◆ Work request ◆
Count every line that includes the string "query" in the entries that follow. Nothing besides the number is needed.

━━ Entries shown ━━

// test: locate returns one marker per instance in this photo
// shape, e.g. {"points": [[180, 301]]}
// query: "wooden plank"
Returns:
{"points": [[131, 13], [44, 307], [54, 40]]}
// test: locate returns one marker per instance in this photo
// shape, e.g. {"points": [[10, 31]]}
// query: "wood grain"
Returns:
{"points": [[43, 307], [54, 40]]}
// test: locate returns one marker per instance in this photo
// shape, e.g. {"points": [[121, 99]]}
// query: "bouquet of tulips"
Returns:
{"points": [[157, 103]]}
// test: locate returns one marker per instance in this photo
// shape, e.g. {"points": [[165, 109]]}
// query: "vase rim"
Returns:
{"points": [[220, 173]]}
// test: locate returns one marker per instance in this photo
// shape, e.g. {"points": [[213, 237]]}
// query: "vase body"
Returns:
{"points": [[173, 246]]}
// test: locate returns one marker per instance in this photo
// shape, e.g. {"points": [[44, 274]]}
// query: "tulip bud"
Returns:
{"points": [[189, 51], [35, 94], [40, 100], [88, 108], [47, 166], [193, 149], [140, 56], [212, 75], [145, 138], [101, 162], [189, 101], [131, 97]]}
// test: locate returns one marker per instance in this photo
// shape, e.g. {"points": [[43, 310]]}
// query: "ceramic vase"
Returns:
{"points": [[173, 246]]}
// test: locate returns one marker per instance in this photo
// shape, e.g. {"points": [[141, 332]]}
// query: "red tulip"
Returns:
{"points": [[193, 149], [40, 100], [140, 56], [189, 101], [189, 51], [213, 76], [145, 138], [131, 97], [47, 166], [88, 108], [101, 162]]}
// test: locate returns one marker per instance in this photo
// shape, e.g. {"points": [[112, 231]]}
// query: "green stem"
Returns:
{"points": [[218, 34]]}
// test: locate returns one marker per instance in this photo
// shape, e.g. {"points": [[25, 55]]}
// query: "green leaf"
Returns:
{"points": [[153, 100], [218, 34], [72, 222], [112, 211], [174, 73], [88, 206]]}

━━━

◆ Solution to this task ◆
10